--- DOCUMENT ---

Posted by holly on Jun 25, 2009 in Blog, BlogSherpa, Europe

             Five hours on a bus each way, combined with another jam-packed day of hotel inspections.  It’s no wonder most of my recollection of this day is fuzzy, I was running on fumes.  We all were.  When the people leading the trip start handing out Coke, cookies and chips to keep us functioning like normal humans, you know something’s up.  Not that I’m ever going to argue with free Coke and chips (Spanish Lays come in this great Tomato and Onion flavor, I highly recommend it.  Skip the ham and cheese ones, the flavor is creepily accurate, but there was something about that taste coming from a potato chip that weirded me out.  According to the seafoodies amongst us, the Prawn Cocktail is also really good, but I’ll have to take their word on it).

            From our hotel in Salou in the Costa Dourada, we drove back past Barcelona (I know, the logic of moving to a farther south hotel only to tour hotels in the north is lost on me, too) and up to the Costa Brava.  The scenery is pastoral and fairly uneventful, though we did get a great kodak moment of the jagged Monserrat mountain from the freeway.  This drive went really fast for me, but then again, I was plugged into my MP3 player (practically everyone else was asleep, it was early) and grooving out to some Rihanna and Robbie Williams.

--- SUPPLIED RECORDS ---

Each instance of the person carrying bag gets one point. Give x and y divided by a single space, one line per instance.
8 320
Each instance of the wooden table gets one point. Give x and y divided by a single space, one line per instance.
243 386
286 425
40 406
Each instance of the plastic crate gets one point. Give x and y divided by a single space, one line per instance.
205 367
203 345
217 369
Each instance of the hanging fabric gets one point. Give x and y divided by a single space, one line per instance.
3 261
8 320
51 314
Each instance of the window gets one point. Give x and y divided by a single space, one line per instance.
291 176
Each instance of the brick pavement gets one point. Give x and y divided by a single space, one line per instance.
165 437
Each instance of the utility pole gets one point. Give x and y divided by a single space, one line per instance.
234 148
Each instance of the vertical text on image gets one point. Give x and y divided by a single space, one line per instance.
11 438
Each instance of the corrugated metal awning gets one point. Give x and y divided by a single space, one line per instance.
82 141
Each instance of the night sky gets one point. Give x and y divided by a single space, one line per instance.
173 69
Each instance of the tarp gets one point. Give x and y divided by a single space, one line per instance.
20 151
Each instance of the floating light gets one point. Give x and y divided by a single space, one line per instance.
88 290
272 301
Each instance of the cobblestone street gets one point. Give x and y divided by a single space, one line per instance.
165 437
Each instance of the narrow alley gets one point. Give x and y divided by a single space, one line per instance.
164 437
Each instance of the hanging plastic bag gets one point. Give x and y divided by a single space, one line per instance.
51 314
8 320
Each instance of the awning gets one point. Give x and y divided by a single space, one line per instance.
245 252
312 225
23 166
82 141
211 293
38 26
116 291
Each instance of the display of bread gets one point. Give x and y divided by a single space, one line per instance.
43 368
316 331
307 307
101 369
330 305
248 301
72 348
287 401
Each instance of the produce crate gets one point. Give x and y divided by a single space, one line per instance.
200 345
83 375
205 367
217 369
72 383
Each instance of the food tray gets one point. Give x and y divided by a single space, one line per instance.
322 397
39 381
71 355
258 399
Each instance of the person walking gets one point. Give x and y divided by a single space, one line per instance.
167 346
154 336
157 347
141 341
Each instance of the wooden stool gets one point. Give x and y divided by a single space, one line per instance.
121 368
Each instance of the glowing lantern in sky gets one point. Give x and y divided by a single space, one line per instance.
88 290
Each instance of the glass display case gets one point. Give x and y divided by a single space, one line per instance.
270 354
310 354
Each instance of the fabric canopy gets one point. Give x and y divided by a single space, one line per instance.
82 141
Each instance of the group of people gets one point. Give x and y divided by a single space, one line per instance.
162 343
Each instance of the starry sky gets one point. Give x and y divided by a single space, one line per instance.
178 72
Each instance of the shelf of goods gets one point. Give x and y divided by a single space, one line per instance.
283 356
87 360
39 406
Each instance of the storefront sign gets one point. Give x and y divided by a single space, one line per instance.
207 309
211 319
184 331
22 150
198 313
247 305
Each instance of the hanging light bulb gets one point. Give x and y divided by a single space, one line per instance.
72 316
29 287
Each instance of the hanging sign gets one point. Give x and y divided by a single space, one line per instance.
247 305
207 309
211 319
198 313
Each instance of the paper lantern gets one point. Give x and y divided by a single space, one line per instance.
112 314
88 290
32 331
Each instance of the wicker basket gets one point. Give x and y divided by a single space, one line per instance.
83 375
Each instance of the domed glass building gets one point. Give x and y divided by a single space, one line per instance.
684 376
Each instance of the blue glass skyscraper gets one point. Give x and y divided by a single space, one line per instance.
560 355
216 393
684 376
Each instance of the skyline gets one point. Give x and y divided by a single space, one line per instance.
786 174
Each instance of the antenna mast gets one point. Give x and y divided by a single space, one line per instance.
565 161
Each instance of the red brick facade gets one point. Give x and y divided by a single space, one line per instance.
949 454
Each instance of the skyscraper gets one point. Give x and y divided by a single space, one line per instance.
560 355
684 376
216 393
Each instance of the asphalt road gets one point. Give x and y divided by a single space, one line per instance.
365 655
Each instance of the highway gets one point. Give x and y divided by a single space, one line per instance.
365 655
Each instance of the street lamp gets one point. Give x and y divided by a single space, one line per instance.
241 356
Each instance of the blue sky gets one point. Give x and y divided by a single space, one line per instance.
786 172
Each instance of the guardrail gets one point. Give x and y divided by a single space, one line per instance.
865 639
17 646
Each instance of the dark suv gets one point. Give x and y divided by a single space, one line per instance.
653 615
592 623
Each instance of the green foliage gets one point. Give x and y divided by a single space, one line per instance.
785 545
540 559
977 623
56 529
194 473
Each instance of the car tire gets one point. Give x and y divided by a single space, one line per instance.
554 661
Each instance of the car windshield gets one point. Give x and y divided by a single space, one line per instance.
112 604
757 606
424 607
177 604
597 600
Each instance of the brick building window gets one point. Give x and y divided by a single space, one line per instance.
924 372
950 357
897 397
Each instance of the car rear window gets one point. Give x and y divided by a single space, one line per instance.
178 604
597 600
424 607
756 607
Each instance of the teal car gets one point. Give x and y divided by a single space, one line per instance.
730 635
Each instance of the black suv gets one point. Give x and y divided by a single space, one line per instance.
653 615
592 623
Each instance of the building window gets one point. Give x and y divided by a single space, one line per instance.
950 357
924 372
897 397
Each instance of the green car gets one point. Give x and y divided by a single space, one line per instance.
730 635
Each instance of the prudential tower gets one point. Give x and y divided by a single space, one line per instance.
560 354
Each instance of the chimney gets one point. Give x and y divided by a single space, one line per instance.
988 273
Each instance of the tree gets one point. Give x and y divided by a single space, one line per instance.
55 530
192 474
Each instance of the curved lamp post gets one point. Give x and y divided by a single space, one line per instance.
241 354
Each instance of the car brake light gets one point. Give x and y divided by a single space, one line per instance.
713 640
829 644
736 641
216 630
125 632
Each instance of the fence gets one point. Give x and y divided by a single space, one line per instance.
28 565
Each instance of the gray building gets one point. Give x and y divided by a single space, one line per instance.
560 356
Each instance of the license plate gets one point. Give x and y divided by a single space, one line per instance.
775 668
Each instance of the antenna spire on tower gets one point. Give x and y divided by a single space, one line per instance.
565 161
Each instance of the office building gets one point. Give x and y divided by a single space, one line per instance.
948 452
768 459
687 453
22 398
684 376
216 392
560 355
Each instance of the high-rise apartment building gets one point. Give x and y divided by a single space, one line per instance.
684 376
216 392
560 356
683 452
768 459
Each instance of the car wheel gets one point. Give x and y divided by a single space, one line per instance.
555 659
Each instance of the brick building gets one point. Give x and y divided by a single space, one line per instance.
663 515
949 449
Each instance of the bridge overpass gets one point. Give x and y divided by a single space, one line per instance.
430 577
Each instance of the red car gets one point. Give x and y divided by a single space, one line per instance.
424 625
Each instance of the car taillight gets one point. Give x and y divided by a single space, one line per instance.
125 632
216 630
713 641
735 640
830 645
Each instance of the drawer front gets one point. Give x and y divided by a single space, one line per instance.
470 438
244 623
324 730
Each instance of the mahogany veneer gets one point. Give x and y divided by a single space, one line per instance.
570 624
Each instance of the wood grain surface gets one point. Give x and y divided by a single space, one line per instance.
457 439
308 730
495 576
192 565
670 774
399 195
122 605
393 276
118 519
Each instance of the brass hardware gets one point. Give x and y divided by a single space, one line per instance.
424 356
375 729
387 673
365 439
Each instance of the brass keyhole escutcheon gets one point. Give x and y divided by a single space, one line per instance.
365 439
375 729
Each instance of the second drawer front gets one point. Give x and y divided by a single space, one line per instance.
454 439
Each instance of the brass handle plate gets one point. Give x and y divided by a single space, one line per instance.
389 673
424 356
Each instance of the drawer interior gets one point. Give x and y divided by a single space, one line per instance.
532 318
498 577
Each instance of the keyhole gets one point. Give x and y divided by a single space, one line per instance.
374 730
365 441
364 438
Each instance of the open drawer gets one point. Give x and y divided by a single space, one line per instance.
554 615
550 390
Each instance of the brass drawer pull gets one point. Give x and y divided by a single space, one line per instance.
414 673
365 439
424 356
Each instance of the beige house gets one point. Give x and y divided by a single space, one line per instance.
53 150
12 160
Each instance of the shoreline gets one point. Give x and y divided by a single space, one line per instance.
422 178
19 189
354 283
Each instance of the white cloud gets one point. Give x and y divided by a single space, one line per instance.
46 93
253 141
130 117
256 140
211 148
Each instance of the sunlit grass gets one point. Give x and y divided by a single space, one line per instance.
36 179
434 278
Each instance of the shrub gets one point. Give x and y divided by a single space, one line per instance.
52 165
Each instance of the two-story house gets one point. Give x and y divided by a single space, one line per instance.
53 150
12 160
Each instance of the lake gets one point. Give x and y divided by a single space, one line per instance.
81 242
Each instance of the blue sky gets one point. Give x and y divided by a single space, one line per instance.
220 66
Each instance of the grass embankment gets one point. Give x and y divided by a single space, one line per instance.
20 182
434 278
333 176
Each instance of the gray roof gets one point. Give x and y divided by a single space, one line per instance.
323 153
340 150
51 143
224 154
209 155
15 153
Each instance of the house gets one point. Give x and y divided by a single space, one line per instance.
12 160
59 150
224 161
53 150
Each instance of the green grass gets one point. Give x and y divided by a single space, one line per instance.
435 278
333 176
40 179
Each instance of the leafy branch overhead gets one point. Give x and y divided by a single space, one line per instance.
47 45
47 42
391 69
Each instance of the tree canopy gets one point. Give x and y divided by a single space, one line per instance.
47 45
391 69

---

WHAT YOU HAVE TO DO: Retype the part of the Spain bus trip blog post above between "Five hours on" and "word on it).", inclusive, word for word.

EXPECTED ANSWER:
Five hours on a bus each way, combined with another jam-packed day of hotel inspections.  It’s no wonder most of my recollection of this day is fuzzy, I was running on fumes.  We all were.  When the people leading the trip start handing out Coke, cookies and chips to keep us functioning like normal humans, you know something’s up.  Not that I’m ever going to argue with free Coke and chips (Spanish Lays come in this great Tomato and Onion flavor, I highly recommend it.  Skip the ham and cheese ones, the flavor is creepily accurate, but there was something about that taste coming from a potato chip that weirded me out.  According to the seafoodies amongst us, the Prawn Cocktail is also really good, but I’ll have to take their word on it).